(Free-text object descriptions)
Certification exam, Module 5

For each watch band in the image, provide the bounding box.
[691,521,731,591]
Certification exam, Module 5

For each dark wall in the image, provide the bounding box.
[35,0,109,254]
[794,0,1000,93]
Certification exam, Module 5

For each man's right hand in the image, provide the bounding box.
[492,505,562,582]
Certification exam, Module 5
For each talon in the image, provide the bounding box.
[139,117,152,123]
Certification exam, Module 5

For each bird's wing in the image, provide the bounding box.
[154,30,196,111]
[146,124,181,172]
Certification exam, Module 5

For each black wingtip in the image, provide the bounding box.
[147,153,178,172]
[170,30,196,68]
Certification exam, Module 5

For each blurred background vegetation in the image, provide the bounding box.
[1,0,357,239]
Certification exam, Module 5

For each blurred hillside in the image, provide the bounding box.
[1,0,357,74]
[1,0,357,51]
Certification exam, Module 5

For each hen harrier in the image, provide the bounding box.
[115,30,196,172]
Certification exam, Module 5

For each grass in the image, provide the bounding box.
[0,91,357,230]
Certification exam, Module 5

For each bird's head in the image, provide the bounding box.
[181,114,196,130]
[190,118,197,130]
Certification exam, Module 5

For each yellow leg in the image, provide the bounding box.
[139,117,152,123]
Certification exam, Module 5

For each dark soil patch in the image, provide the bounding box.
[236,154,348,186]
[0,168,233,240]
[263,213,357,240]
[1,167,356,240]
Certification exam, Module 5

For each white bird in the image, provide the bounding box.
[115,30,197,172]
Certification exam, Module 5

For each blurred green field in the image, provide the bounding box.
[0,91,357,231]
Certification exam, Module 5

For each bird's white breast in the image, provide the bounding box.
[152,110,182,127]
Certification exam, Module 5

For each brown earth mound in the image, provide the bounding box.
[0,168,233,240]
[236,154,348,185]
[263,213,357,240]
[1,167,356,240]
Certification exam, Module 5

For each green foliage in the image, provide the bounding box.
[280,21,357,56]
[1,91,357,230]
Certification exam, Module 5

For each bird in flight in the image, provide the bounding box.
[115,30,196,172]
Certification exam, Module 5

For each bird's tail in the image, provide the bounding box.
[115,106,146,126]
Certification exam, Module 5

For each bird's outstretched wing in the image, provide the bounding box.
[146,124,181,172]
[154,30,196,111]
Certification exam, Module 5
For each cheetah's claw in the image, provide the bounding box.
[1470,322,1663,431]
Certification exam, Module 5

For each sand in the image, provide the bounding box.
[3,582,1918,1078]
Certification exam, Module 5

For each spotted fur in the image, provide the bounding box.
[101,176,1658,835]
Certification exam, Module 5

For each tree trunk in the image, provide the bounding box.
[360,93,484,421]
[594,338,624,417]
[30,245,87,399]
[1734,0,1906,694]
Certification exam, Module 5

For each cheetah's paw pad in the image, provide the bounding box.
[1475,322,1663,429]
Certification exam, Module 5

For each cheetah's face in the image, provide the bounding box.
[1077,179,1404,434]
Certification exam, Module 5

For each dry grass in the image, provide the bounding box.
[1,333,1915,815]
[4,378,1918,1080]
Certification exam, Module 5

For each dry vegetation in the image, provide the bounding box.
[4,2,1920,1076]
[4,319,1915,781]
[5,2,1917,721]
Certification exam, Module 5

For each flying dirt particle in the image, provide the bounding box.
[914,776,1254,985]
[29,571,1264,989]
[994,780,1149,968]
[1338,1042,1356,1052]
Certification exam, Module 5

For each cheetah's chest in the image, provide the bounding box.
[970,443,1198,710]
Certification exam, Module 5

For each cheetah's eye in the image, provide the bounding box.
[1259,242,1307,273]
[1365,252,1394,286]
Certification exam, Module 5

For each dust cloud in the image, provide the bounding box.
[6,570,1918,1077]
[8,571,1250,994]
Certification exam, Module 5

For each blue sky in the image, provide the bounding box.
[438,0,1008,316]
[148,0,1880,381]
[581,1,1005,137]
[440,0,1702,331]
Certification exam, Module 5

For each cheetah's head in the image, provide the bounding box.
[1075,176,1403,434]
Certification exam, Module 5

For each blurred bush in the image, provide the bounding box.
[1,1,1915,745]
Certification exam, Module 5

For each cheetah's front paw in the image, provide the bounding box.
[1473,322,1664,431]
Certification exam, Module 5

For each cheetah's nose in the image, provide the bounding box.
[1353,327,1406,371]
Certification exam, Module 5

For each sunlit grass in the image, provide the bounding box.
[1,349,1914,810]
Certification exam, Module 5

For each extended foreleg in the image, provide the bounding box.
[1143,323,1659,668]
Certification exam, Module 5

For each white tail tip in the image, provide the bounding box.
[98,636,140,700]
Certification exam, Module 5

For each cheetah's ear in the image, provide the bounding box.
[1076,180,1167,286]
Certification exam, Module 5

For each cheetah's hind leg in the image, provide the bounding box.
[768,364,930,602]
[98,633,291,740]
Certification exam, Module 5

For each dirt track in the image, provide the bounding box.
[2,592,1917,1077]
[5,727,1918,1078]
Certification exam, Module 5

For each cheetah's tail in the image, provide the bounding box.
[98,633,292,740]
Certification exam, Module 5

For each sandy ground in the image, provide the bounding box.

Work instructions: Each entry is to be given again, exactly as it stands.

Result below:
Certification exam, Module 5

For each watch band in the image, provide the bounding box.
[691,521,731,591]
Certification exam, Module 5

For each dark wall in the image, provide the bounding box.
[35,0,109,254]
[794,0,1000,93]
Certification exam, Module 5

For each man's right hand in the image, provide the bounding box.
[492,505,562,582]
Certification exam, Module 5
For each talon in the image, provide the bounding box.
[139,117,152,123]
Certification exam, Module 5

For each bird's wing in the image, provide the bounding box.
[154,30,196,111]
[146,124,181,172]
Certification exam, Module 5

For each black wingtip in the image, provide the bounding box.
[147,153,178,172]
[170,30,196,68]
Certification exam, Module 5

For each blurred background vegetation in the image, provide the bounding box.
[1,0,357,239]
Certification exam, Module 5

For each blurred hillside in the image, provide the bounding box.
[1,0,357,74]
[1,0,357,51]
Certification exam, Module 5

For each hen harrier in the image, provide the bounding box.
[115,30,196,172]
Certification exam, Module 5

For each grass in the image, provide the bounding box.
[0,91,357,230]
Certification exam, Module 5

For each bird's head in the image, provide the bounding box.
[181,114,196,130]
[190,118,197,130]
Certification exam, Module 5

For each yellow leg in the image, provide the bounding box.
[139,117,152,123]
Certification exam, Module 5

For each dark soil patch in the image, provide the bounding box.
[236,154,348,186]
[0,168,233,240]
[263,213,357,240]
[1,167,356,240]
Certification exam, Module 5

For each white bird in the image, provide the bounding box.
[115,30,197,172]
Certification exam, Module 5

For each blurred green field in the image, provide the bounding box.
[0,91,357,231]
Certification exam, Module 5

For each bird's white breast in the image, provide the bounding box.
[152,110,182,127]
Certification exam, Module 5

For each brown earth mound in the image, provide the bounding box.
[0,168,233,240]
[236,154,348,185]
[263,213,357,240]
[1,167,356,240]
Certification exam, Module 5

For each green foliage in the image, provide the bounding box.
[280,21,357,56]
[1,91,357,230]
Certification exam, Module 5

For each bird in flight in the image, provide the bounding box.
[115,30,196,172]
Certification exam, Module 5

For each bird's tail in the image, provide the bounding box.
[115,106,146,126]
Certification exam, Module 5

For each bird's outstretched wing in the image, provide the bounding box.
[146,124,181,172]
[154,30,196,111]
Certification exam, Module 5
For each cheetah's claw in the image, provide the bounding box.
[1470,322,1663,431]
Certification exam, Module 5

For each sand in the image, provide the bounding box.
[3,582,1918,1078]
Certification exam, Module 5

For each spotted fur in the image, provide the bounding box.
[101,176,1658,835]
Certification exam, Module 5

For each tree trunk in the image, provide the bounding box.
[360,93,484,421]
[594,338,624,417]
[30,245,87,399]
[1734,0,1906,694]
Certification exam, Module 5

For each cheetah's paw pad in the image, provide the bounding box.
[1475,322,1663,429]
Certification exam, Module 5

For each cheetah's face in the image, provide the bounding box.
[1077,179,1404,434]
Certification exam, Module 5

For each dry grass in the image, provide the bounding box.
[1,333,1915,815]
[4,378,1918,1080]
Certification exam, Module 5

For each dry vegetation in the image, provide the bounding box.
[4,2,1920,1076]
[4,319,1915,781]
[5,2,1917,721]
Certification exam, Module 5

For each flying dirt particle in the image, provide the bounding box.
[914,776,1254,985]
[29,571,1264,989]
[994,780,1149,968]
[1338,1042,1356,1052]
Certification exam, Module 5

For each cheetah's chest in the image, provide the bounding box.
[970,443,1198,710]
Certification exam, Module 5

For each cheetah's eye in the image, provide the bounding box.
[1259,242,1307,273]
[1365,252,1394,286]
Certification exam, Module 5

For each dust cloud in the image, provide the bounding box.
[6,570,1918,1077]
[8,571,1250,994]
Certification exam, Module 5

For each blue sky in the image, provide the bounding box.
[438,0,1008,316]
[148,0,1880,381]
[581,1,1005,137]
[440,0,1702,331]
Certification exam, Module 5

For each cheetah's head in the image, provide the bounding box.
[1075,176,1403,434]
Certification exam, Module 5

For each blurred bush in the image, provide the bounding box.
[1,1,1915,745]
Certification exam, Module 5

For each cheetah's front paw in the image, provide the bounding box.
[1473,322,1664,431]
Certification exam, Module 5

For each cheetah's nose in the image, provide the bounding box.
[1353,327,1406,371]
Certification exam, Module 5

For each sunlit grass in the image, provide the bounding box.
[1,349,1914,810]
Certification exam, Module 5

For each extended foreleg in the image, provide the bounding box.
[1143,323,1659,668]
Certification exam, Module 5

For each white tail tip in the image, provide the bounding box.
[98,636,140,700]
Certification exam, Module 5

For each cheetah's ear in the image, provide the bounding box.
[1076,180,1167,286]
Certification exam, Module 5

For each cheetah's hind leg in the image, provide the bounding box.
[768,364,930,602]
[98,633,291,740]
Certification exam, Module 5

For each dirt track in the image, provide the bounding box.
[2,592,1917,1077]
[5,727,1918,1078]
Certification exam, Module 5

For each cheetah's tail in the image, provide the bounding box.
[98,633,292,740]
Certification exam, Module 5

For each sandy ground in the image, provide the bounding box.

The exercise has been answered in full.